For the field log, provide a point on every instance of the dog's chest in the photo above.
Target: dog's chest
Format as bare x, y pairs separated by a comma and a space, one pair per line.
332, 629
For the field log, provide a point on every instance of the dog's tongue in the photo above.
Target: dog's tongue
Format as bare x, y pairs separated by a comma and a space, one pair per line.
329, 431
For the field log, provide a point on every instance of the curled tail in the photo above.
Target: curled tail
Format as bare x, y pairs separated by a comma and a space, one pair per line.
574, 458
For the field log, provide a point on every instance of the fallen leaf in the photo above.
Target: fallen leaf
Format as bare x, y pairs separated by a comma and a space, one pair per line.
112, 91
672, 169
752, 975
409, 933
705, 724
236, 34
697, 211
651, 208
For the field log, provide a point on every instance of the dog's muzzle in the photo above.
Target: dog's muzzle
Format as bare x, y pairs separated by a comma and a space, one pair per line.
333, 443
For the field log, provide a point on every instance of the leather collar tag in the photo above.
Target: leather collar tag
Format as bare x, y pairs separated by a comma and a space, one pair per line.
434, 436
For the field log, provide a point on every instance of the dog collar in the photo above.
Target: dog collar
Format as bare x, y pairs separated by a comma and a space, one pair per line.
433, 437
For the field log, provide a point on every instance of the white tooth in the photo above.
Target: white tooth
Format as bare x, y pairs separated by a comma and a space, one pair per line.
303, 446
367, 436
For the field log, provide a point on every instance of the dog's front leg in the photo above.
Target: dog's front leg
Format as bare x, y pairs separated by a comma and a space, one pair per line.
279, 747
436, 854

------------------------

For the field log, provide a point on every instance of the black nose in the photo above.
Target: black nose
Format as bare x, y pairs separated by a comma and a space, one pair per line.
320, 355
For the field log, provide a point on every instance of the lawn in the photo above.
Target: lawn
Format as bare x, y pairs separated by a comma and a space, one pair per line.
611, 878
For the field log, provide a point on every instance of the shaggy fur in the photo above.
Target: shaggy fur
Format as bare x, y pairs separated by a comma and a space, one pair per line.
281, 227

------------------------

_EXERCISE OBJECTIVE_
Find every line above that contains the string "lawn" and copy each of those lines in full. The match is case-sensitive.

_SOLUTION TO THE EXERCISE_
For the field log, provide a point on every instance of the lawn in the photo above.
Target: lawn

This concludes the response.